-- Start --
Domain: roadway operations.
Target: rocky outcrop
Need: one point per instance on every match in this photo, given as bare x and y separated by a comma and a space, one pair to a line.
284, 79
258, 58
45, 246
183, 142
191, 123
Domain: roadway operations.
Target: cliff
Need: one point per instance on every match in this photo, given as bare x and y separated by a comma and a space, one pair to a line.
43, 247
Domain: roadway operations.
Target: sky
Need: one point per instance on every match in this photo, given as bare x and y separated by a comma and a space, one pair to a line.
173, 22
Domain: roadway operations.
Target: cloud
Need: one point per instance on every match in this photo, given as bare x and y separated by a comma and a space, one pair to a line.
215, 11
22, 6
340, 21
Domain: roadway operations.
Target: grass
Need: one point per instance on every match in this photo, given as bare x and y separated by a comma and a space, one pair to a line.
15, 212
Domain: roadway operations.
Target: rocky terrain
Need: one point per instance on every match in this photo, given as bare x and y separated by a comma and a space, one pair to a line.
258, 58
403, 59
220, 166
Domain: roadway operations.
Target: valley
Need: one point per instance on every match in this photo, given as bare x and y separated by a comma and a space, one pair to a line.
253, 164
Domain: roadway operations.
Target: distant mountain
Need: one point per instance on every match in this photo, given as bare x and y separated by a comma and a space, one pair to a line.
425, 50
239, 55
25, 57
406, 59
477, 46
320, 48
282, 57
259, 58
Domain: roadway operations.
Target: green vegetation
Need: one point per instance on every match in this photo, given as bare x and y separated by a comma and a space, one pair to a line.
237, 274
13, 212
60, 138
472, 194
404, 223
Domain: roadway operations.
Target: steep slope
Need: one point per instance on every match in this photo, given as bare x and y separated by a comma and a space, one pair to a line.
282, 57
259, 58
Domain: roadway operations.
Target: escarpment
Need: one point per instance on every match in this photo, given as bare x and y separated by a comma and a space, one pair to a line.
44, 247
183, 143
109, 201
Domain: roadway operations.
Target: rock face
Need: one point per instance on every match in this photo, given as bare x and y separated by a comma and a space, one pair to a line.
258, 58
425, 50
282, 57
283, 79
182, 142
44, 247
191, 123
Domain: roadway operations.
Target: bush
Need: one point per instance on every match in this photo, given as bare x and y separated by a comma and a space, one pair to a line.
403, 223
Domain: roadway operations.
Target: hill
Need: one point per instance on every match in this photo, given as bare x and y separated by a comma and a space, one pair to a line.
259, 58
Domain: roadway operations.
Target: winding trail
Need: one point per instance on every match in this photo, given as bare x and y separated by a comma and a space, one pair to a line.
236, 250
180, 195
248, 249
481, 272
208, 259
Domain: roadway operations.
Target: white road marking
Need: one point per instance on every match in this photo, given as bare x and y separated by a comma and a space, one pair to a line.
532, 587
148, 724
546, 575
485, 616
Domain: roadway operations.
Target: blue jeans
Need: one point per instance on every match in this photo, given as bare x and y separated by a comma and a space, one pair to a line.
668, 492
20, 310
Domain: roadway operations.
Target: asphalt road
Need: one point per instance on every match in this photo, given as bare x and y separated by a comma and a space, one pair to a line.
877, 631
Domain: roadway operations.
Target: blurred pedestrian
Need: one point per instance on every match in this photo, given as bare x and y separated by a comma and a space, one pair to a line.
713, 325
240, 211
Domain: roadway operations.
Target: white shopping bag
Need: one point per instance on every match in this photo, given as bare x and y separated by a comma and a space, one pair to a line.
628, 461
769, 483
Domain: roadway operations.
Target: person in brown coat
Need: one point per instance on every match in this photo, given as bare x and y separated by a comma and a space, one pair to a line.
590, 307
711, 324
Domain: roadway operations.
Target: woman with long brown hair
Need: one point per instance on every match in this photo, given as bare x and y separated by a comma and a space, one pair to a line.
-- End --
» **REQUIRED TASK**: Repeat every entry word for word.

» **WRITTEN SOLUTION**:
Domain: roadway operations.
Target: rocky outcrop
Need: one point per instance on every match in this photo, given as bare x and y separated by a comma and a space, one pair to a line.
284, 79
258, 58
45, 246
183, 142
191, 123
Domain: roadway operations.
Target: cliff
Need: one point per instance on every match in this photo, given as bare x and y separated by a comma and a space, one pair to a line.
43, 247
Domain: roadway operations.
Target: sky
Need: one point per instance on every match in this photo, given as bare x and y separated by a comma and a space, one pair to a line.
173, 22
Domain: roadway operations.
Target: cloud
Need: one point per instance on every match in this photo, given as bare x and y separated by a comma and a space, one pair to a line.
215, 11
22, 6
340, 21
Domain: roadway operations.
Target: grass
Need: one point per instance on every match in this photo, given as bare x and y separated by a comma and a space, one pair to a line.
15, 212
Domain: roadway operations.
Target: rocky terrain
Need: one point per instance on every match in this photo, given as bare x and y separated by a comma and a space, one pair to a line.
258, 58
403, 59
220, 166
Domain: roadway operations.
Target: valley
Need: one point per instance on every match in this photo, given as bare x and y separated by a comma and a space, one pair to a line.
253, 164
Domain: roadway operations.
Target: distant mountain
Need: one point per instance on every match in this photo, given as bare x and y separated by a comma and a space, one pair to a line.
425, 50
239, 55
25, 57
406, 59
477, 46
320, 48
282, 57
259, 58
Domain: roadway operations.
Target: green vegetation
Need: one point per instance on every match in this photo, given as bare x and y separated by a comma and a space, one pair to a line.
237, 274
13, 212
60, 138
472, 194
404, 223
Domain: roadway operations.
Target: steep slope
Need: one point per instance on every match in this photo, given as bare x and y separated by a comma and a space, one pair to a line.
282, 57
259, 58
Domain: roadway operations.
Target: escarpment
Need: one point per instance on every match in this photo, given as bare x and y separated by a comma and a space, one pair to a line.
44, 247
183, 143
109, 201
Domain: roadway operations.
Target: rock face
Need: one point per instance on every match in this photo, given as bare x and y separated by a comma and a space, one pair to a line.
258, 58
425, 50
282, 57
283, 79
182, 142
44, 247
191, 123
Domain: roadway operations.
Target: bush
Need: one point per instance on every match in this photo, given as bare x and y separated by a comma and a space, one pair to a line.
403, 223
Domain: roadway operations.
Target: hill
Need: one point per instance on every match in this photo, given as bare x and y separated by a comma and a space, one pair to a line.
259, 58
Domain: roadway operations.
Target: winding trail
Need: one point per instance on every match in this photo, given as bare x and y separated by a comma and a space, one pair to a line.
236, 250
180, 195
248, 249
481, 272
208, 259
Domain: roadway operations.
Target: white road marking
Need: one point per instance on every match in this photo, given as bare x and y separated by a comma and a space, one pair to a line.
532, 587
148, 724
546, 575
485, 616
Domain: roadway operations.
Target: blue jeans
Need: one point per instance on every match in this photo, given as bare x and y separated by a comma and a space, one pair to a line.
668, 492
20, 310
Domain: roadway operations.
Target: asphalt road
Need: one point per instance on every match in this photo, given as bare x and y separated by a comma and a space, one pair to a line.
877, 631
Domain: roadway operations.
Target: blurred pedestrian
Need: one point per instance on every match in this photo, given as bare x and y separated by a comma and a space, one pair to a line.
713, 325
240, 211
Domain: roadway operations.
Target: white shopping bag
Need: one point per instance on every match in this photo, given as bare x and y separated by a comma and a space, one pair to a line.
628, 461
769, 483
Domain: roadway operations.
Target: person in brown coat
Need: one point per instance on every match in this photo, given as bare x and y separated by a comma and a space, one pair to a line.
590, 307
711, 324
Domain: roadway operations.
Target: woman with long brown hair
Need: one point per instance on every match in this photo, given as bare x and y separated by a comma and a space, one pair to a line.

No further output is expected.